EXERCISE: Please rewrite the lines from the one holding "label the green leaf, a point per instance." through the end of the lines, inclusive, renaming "cookie" to "biscuit" and keeping everything else unchanged. Leave the pictures out of your answer.

Stored entries:

┌────────

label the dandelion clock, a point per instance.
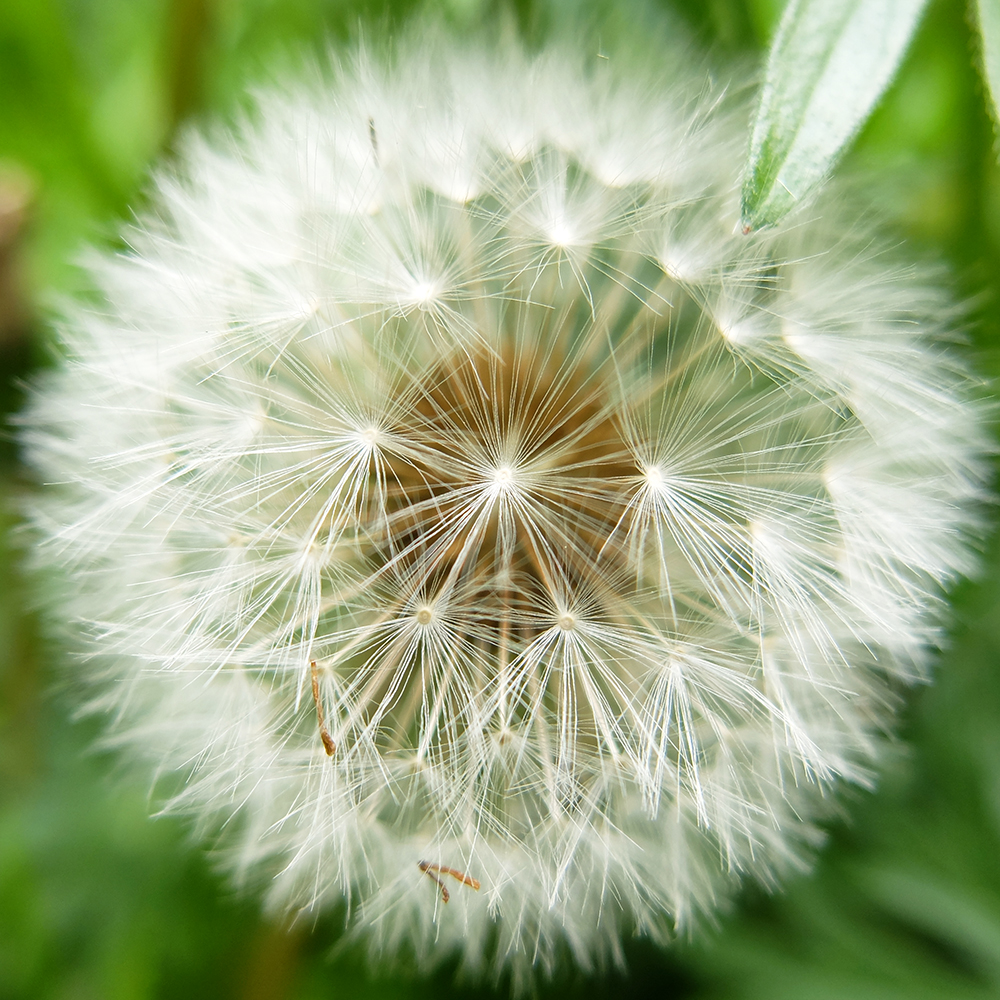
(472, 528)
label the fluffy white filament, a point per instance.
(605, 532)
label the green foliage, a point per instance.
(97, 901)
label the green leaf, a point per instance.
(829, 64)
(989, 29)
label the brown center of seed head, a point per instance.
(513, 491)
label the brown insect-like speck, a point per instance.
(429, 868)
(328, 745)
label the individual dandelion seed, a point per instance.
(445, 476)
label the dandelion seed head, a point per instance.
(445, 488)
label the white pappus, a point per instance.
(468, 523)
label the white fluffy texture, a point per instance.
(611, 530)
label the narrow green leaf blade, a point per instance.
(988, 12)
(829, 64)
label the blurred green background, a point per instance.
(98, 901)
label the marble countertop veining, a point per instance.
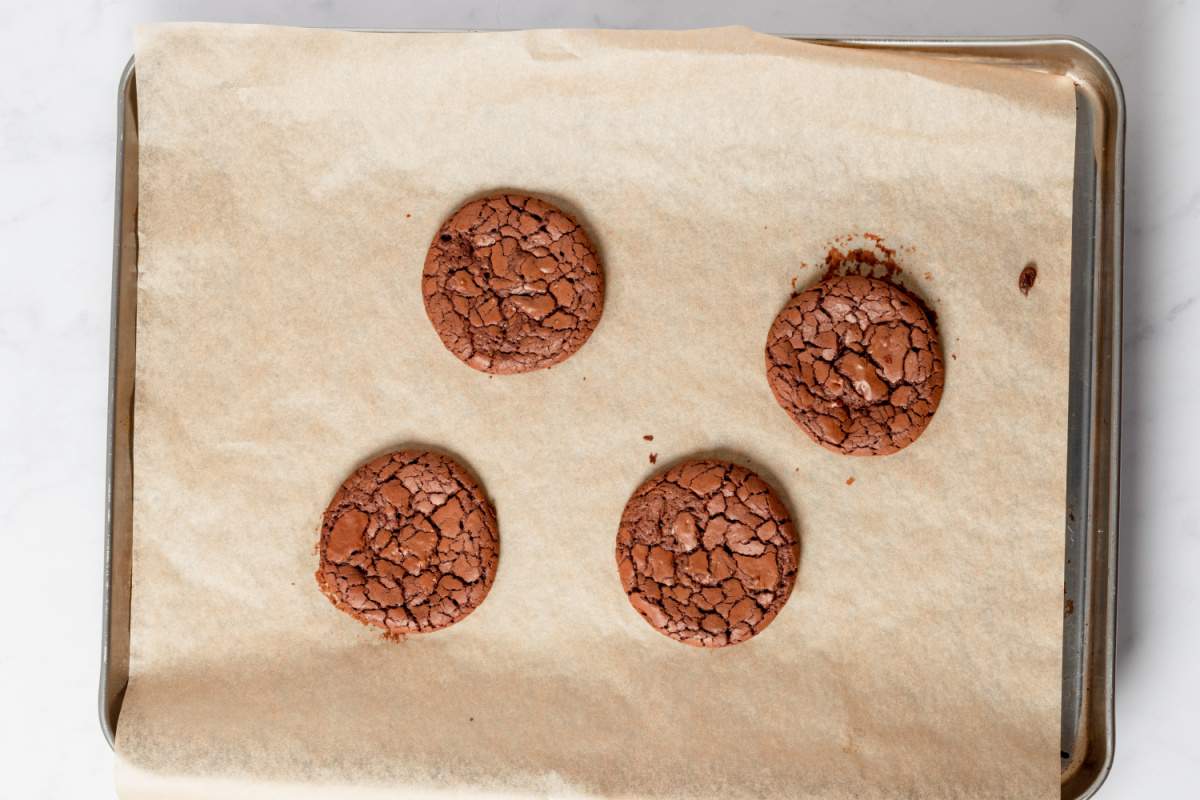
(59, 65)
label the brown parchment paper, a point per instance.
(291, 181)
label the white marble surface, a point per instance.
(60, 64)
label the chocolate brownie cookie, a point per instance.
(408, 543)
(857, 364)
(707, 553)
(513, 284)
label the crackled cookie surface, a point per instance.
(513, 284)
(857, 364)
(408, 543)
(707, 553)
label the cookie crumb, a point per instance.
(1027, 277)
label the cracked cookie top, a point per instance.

└────────

REPLY TO THE TASK:
label the green leaf, a point per instance.
(829, 64)
(989, 29)
label the brown center of seed head, a point per instance.
(513, 491)
label the brown insect-like speck, a point per instance.
(429, 868)
(328, 745)
label the individual dandelion seed, a point per instance.
(445, 476)
label the dandelion seed head, a point per instance.
(445, 488)
label the white pappus, a point per instance.
(468, 523)
label the white fluffy texture, a point per instance.
(611, 530)
label the narrow green leaf blade, a point per instance.
(988, 12)
(829, 64)
label the blurred green background, a point per instance.
(98, 901)
label the marble countertop veining, a point per instance.
(59, 65)
label the brown parchment paper, a point per instance.
(291, 181)
label the white marble surface, a point per instance.
(60, 64)
label the chocolate brownie biscuit, a point per instance.
(408, 543)
(857, 364)
(707, 553)
(513, 284)
label the crackled biscuit surface, a point per instance.
(513, 284)
(857, 364)
(408, 543)
(707, 553)
label the biscuit crumb, a point per instance.
(1027, 277)
label the cracked biscuit top, a point per instance.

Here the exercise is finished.